## GIVEN TASK
Rewrite the data from its start up to and including the line with "[72,16,102,57]", keeping every line in that span, and shift each bounding-box coordinate by adding 57 to it. Leave all other lines unchanged and output nothing beyond that span.

## DATA FOR THIS EXERCISE
========
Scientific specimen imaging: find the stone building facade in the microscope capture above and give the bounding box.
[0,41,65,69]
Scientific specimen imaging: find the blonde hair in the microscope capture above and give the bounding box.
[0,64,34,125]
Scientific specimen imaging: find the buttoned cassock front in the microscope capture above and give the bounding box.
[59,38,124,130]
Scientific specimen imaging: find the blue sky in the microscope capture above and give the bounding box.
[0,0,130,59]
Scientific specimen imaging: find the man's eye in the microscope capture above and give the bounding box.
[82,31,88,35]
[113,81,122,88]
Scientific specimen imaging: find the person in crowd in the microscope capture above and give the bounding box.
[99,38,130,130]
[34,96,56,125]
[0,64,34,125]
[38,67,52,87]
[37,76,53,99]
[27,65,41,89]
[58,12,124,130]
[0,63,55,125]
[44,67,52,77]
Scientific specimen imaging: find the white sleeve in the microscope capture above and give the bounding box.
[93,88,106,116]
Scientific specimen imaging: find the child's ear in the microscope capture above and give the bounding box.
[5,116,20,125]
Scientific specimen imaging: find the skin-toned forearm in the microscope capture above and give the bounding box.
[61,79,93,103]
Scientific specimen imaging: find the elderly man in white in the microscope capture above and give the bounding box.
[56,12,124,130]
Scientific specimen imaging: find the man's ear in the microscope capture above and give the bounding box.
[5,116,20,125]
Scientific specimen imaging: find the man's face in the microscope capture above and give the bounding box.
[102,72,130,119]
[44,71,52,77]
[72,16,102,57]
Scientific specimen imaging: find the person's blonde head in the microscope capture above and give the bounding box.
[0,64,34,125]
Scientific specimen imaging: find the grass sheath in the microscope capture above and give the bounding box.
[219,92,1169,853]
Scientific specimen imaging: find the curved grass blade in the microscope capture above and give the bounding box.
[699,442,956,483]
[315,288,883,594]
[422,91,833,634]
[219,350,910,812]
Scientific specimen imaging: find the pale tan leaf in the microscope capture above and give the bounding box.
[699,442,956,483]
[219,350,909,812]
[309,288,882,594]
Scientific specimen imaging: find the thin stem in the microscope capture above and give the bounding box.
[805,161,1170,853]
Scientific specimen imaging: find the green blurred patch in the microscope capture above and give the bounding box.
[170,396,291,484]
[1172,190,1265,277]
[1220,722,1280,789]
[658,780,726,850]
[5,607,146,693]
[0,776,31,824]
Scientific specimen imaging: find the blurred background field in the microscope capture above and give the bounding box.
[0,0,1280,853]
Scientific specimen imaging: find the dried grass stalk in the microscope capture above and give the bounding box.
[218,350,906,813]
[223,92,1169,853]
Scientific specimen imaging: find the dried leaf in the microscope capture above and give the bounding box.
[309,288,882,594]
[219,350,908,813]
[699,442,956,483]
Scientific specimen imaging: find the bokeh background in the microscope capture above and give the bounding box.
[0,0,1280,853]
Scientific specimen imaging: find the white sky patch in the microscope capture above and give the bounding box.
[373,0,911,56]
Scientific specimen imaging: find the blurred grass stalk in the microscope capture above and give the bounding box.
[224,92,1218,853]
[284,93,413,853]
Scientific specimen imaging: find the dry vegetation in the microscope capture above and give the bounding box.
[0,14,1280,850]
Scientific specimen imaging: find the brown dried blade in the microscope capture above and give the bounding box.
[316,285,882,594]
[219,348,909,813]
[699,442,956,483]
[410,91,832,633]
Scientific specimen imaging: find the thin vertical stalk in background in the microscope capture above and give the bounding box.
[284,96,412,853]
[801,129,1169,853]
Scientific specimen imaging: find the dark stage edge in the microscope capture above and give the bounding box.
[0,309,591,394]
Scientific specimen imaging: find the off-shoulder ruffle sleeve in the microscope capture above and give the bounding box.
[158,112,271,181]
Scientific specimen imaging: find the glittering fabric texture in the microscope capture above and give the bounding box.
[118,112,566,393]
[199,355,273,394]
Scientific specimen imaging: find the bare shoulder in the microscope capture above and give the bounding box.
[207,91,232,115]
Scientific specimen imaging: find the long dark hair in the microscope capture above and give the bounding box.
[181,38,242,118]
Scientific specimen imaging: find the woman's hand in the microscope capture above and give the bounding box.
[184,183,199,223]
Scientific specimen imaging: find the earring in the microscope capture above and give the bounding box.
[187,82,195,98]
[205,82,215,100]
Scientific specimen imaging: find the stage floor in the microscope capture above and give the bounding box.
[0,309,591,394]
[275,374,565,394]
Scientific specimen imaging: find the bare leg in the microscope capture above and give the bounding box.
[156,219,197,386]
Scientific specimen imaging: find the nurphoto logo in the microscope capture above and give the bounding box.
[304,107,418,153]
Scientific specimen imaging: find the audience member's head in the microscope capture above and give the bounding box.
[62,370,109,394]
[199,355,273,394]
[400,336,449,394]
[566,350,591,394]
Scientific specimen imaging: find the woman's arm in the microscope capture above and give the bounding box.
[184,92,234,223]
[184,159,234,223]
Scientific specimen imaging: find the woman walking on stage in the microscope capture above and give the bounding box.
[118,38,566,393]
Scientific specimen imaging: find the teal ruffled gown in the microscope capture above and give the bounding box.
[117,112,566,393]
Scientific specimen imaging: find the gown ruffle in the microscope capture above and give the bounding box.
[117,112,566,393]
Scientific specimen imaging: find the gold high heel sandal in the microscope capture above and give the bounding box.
========
## OUTPUT OF THE TASK
Scientific specimen imaging: find the stone building facade in the microscope capture above and give the bounding box.
[57,98,122,126]
Scientific specimen imaging: find the blonde hair in the microscope capture above and give the bounding box.
[57,121,91,182]
Scientific specimen imaging: find the buttoned cassock front in the microscope capture above and give the bounding box.
[116,95,181,187]
Scientific specimen imaging: find the blue sky in the microscope capture above and give the bounding box.
[57,57,187,116]
Scientific specimen imaging: find the man's eye in the microscope capture above and give the bounding box.
[139,88,145,92]
[170,138,179,145]
Scientific specimen imaging: find the person in crowd in the microscope capture above and give the bounding box.
[156,95,187,187]
[91,153,113,182]
[57,121,91,182]
[95,124,109,144]
[94,133,110,156]
[84,122,98,146]
[115,69,181,187]
[57,120,112,182]
[101,124,109,134]
Scientific specimen imaging: find the white sleeve in the microscope capture above and give the bounding box.
[150,145,163,173]
Scientific specimen imaging: find the child's ear in the microscope capture above and give the bounding box.
[62,173,77,182]
Scientific specimen imaging: find the skin-toned forearm in the microscope capture above and give the bounding box.
[118,136,150,160]
Scientific specimen imaging: find the elderly man in white in the microscope capture above and give the bounding box.
[113,69,181,187]
Scientific specimen imaging: find the man's ear in the microscope capture above and give the bounding box.
[62,173,77,182]
Scientific specimen imaging: find the man's face in the microscope capture above and give the bounding box.
[159,129,187,176]
[101,128,109,134]
[129,73,159,114]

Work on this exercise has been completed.